From the line that includes "Target: wooden pier" to the last line of the data, quote each line precisely; both boundary lines belong in the answer.

Records from a collection:
════

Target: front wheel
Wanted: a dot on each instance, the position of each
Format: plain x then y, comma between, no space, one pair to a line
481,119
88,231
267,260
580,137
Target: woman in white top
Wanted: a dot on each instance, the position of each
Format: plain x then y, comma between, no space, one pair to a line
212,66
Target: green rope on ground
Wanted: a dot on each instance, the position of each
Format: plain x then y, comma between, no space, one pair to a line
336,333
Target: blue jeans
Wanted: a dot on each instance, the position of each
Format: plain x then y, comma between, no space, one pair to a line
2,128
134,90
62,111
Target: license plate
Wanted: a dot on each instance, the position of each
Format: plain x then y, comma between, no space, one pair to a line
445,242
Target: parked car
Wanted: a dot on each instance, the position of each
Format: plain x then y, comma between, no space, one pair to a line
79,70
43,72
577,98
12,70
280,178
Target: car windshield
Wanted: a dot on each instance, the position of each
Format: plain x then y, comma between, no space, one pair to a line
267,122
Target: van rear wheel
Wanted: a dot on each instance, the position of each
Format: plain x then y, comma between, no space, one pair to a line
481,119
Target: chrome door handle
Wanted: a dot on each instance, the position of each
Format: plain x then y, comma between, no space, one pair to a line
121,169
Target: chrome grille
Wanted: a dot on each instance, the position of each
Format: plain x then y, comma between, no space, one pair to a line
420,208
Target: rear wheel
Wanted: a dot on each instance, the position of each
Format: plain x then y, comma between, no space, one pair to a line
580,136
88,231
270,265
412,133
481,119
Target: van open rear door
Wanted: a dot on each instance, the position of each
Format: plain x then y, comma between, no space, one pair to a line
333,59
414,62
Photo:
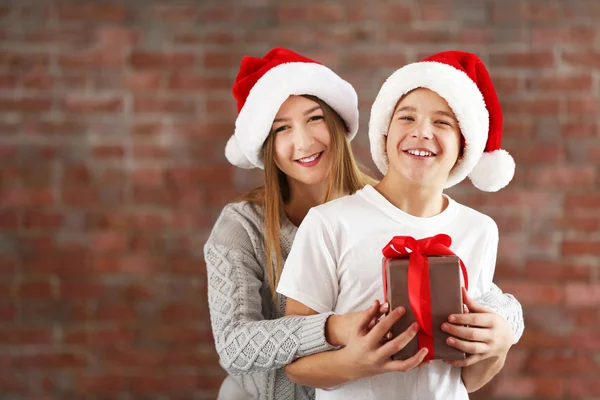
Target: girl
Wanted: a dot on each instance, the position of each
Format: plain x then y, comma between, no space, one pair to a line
296,118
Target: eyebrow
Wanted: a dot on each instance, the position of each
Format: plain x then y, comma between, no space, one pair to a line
315,108
413,109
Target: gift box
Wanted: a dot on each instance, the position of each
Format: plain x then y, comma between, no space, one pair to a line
423,276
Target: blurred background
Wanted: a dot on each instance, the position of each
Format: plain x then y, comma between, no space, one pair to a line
113,121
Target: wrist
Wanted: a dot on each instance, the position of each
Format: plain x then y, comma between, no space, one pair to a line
330,330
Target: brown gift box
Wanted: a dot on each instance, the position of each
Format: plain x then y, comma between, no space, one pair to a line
446,299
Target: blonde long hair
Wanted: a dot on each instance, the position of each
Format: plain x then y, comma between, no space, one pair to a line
345,177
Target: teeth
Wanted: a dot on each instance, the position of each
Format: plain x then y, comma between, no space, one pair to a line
309,159
420,153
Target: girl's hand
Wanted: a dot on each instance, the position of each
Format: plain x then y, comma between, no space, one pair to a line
487,334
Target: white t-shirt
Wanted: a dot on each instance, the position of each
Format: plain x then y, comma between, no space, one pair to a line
335,265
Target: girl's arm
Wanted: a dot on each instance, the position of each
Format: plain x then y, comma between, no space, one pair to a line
245,341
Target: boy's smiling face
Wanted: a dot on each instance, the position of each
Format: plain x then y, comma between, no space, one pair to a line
424,140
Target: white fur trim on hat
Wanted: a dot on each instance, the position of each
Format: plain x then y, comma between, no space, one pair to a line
461,94
256,117
493,171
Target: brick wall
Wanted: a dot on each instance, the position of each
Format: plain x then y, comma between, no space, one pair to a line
113,121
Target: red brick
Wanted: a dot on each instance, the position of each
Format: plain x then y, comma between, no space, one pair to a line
529,107
563,176
542,270
155,105
579,130
581,388
9,219
7,313
101,337
581,247
586,59
176,13
183,312
81,290
533,293
93,60
53,360
105,151
414,36
97,383
581,224
42,220
80,197
183,176
25,105
22,61
88,104
92,13
536,59
529,387
562,83
193,82
584,201
214,59
26,336
552,364
149,60
35,289
537,153
583,106
581,294
574,35
116,313
135,358
144,80
135,264
372,59
109,241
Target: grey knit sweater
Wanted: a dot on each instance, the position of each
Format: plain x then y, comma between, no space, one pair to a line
252,337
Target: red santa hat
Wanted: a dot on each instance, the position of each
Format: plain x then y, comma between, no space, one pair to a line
264,84
463,81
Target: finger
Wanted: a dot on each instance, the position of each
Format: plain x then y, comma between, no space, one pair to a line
468,333
366,316
479,320
399,342
472,305
470,360
468,347
386,324
384,308
406,365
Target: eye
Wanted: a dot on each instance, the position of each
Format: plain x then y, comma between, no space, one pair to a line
281,129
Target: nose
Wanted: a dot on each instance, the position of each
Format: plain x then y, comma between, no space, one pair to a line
423,131
302,138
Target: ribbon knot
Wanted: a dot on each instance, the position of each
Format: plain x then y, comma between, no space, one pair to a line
419,290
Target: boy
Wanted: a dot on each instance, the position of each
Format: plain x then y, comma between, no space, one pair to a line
433,123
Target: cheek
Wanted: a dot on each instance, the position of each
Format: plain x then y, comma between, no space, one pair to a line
281,149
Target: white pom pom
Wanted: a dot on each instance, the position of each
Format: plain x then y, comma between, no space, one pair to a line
234,154
493,171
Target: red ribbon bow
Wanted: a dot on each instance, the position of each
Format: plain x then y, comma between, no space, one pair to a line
419,290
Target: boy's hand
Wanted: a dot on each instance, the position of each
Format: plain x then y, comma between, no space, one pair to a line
366,353
486,335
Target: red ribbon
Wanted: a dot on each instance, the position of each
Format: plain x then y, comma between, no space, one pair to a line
419,290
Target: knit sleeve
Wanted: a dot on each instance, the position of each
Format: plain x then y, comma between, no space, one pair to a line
507,306
244,340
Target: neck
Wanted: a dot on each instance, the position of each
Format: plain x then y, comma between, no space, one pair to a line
303,197
413,198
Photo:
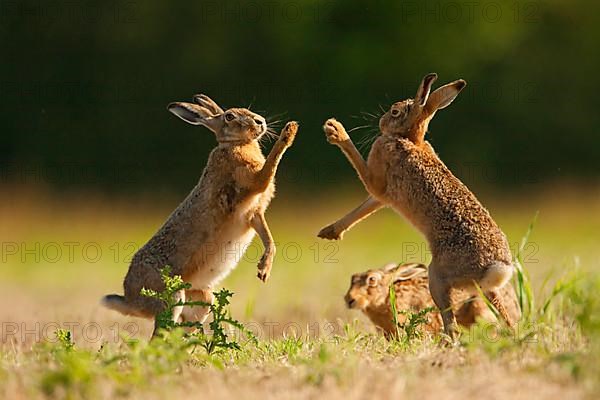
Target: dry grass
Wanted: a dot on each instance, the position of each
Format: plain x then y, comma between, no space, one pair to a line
39,293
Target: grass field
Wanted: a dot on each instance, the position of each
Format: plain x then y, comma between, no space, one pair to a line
60,254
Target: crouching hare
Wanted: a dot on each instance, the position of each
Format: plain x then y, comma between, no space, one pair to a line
404,172
207,234
370,292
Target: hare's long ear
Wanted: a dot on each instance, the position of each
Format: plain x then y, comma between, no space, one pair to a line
409,271
443,96
207,102
196,115
424,89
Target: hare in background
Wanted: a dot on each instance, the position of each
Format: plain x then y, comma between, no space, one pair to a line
370,292
207,234
404,172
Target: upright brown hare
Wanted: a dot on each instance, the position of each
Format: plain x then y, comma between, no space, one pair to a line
404,172
207,234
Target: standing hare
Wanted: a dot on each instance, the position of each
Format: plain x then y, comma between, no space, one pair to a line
207,234
370,292
404,172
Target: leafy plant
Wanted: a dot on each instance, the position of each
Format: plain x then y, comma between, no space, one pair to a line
219,338
410,329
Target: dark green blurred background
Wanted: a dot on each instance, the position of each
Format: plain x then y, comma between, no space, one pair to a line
84,85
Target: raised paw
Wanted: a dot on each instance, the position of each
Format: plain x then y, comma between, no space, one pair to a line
264,267
335,132
288,133
329,232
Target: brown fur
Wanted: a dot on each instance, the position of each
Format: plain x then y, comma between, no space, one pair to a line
404,172
219,216
411,285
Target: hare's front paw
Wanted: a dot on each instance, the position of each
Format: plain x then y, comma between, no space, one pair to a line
329,232
335,132
288,133
264,266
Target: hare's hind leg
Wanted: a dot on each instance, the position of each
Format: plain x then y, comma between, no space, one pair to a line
495,278
440,292
259,224
495,297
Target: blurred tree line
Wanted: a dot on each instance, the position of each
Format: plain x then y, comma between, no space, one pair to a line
84,85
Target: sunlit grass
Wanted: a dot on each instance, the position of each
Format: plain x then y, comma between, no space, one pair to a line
308,343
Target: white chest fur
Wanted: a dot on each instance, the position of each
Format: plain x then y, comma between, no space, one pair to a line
220,254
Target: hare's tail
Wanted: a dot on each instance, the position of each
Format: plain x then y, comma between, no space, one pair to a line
118,303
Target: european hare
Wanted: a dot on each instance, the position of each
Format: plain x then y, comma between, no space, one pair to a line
207,234
404,172
369,292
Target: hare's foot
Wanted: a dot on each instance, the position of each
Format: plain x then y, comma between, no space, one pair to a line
335,132
264,266
288,133
330,232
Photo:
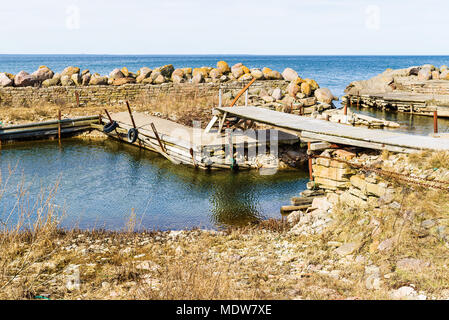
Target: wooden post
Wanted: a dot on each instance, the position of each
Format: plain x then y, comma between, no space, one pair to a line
310,161
157,137
435,121
242,91
59,125
130,114
77,95
110,120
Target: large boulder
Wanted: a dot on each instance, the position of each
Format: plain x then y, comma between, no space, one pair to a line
257,73
425,74
66,81
143,73
215,73
43,73
159,79
198,78
289,74
237,70
223,67
312,83
76,78
324,95
122,81
97,80
69,71
85,79
115,74
271,74
277,94
24,79
246,77
444,75
293,89
5,81
203,70
306,89
167,70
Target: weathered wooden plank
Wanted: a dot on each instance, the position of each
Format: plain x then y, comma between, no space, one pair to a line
339,133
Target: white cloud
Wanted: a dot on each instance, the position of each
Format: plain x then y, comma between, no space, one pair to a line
200,26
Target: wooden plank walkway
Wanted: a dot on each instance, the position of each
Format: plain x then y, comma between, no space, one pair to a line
338,133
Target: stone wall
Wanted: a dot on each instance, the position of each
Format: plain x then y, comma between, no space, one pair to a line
347,184
113,95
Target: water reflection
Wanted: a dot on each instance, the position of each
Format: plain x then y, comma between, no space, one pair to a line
100,183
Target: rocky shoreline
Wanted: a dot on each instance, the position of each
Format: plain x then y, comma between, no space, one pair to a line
417,90
366,237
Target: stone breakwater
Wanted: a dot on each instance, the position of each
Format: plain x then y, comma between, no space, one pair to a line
418,89
285,91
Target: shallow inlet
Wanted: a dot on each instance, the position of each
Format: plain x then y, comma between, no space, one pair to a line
100,183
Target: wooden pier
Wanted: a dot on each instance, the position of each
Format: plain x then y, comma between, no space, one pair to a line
188,145
47,129
320,130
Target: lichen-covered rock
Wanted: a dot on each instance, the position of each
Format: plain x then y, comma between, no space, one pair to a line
66,81
187,71
257,73
198,78
5,81
444,75
43,73
237,70
424,74
306,89
293,89
223,67
167,70
159,79
143,73
85,79
289,74
246,77
215,73
177,78
435,75
97,80
203,71
277,94
122,81
76,78
271,74
125,71
69,71
24,79
324,95
312,83
116,74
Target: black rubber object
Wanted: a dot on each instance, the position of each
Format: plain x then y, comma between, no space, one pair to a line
111,126
132,135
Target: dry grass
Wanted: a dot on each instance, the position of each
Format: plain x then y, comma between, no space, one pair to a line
430,160
180,108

════

» **EXERCISE RESPONSE**
Target: wooden pier
Wanted: a dot on each instance, the position of each
Format: plain x then y, comma between, no space, one pair to a line
188,145
47,129
320,130
Target: lichen-covered rock
Wanted: a dot on each instance, the position of each
Format: plain x then y, comma between, no space, one pair to a line
66,81
187,71
257,73
198,78
5,81
444,75
43,73
237,70
424,74
306,89
293,89
223,67
167,70
159,79
143,73
85,79
289,74
246,77
215,73
177,78
435,75
97,80
203,71
277,94
122,81
76,78
271,74
125,71
69,71
24,79
324,95
312,83
116,74
Target: black rubber object
Wanted: a dot on each instance, the position of each
Format: plain x then y, comma between, no space, one pair to a line
111,126
132,135
Target: dry grass
Wanted: a dot on each instance, the position of each
Format: plain x then y, comma between, no space, one pair to a line
430,160
180,108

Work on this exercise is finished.